Would you output the entries below only from the line containing "mark the small boat | one pin per instance." through the line containing "mark the person", exactly as they stand and with both ends included?

SOURCE RECORDS:
• • • • •
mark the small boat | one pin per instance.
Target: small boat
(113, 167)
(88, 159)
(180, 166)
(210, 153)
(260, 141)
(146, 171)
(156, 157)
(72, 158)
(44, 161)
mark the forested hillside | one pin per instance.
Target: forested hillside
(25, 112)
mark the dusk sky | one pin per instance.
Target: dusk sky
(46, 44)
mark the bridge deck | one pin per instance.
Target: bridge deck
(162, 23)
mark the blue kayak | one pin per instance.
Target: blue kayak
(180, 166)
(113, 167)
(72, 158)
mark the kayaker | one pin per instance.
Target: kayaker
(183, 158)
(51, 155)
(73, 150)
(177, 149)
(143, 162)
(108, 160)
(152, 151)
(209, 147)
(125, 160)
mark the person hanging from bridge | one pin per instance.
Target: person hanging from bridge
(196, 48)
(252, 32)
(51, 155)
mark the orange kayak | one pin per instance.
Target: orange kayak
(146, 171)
• • • • •
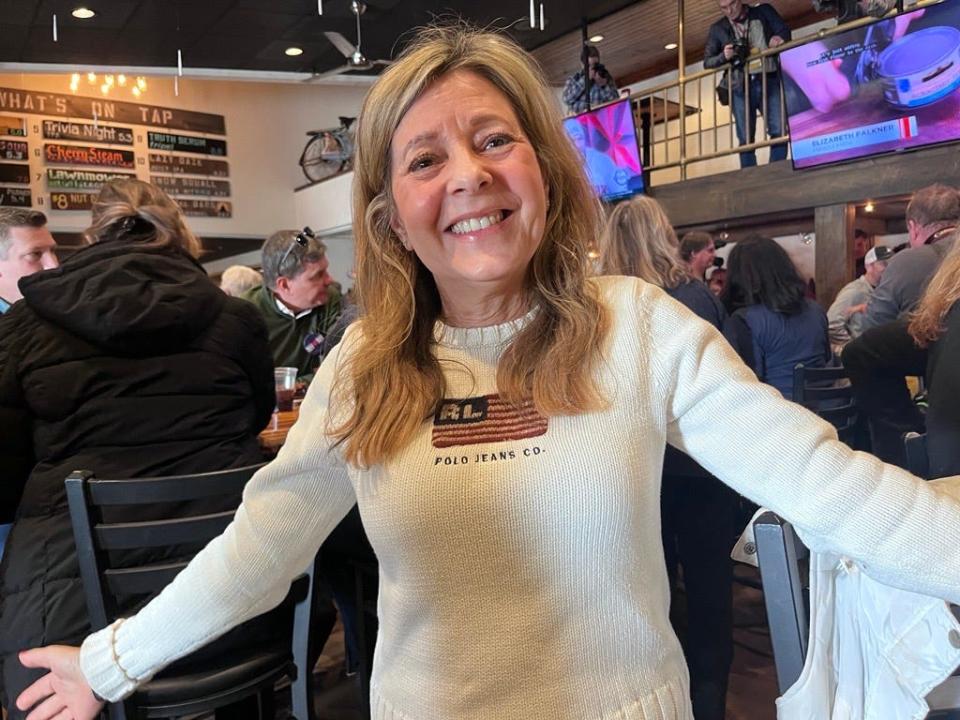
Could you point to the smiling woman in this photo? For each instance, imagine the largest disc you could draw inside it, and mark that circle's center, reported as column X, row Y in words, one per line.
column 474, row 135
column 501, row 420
• • • • •
EXERCISE RESULT:
mark the small boat | one pin per instance.
Target: small boat
(113, 167)
(88, 159)
(180, 166)
(210, 153)
(260, 141)
(146, 171)
(156, 157)
(72, 158)
(44, 161)
mark the forested hillside | one pin per instance.
Target: forested hillside
(25, 112)
mark the dusk sky | one pin per instance.
Target: dusk sky
(46, 44)
mark the bridge deck | one pin per instance.
Target: bridge deck
(162, 23)
mark the blue kayak | one pin per instance.
Target: blue kayak
(180, 166)
(113, 167)
(72, 158)
mark the kayaker | one pin per instance.
Target: kayaker
(183, 158)
(51, 155)
(73, 150)
(177, 149)
(143, 162)
(108, 160)
(152, 151)
(209, 147)
(125, 160)
mark the person hanging from bridge | one pin per instance.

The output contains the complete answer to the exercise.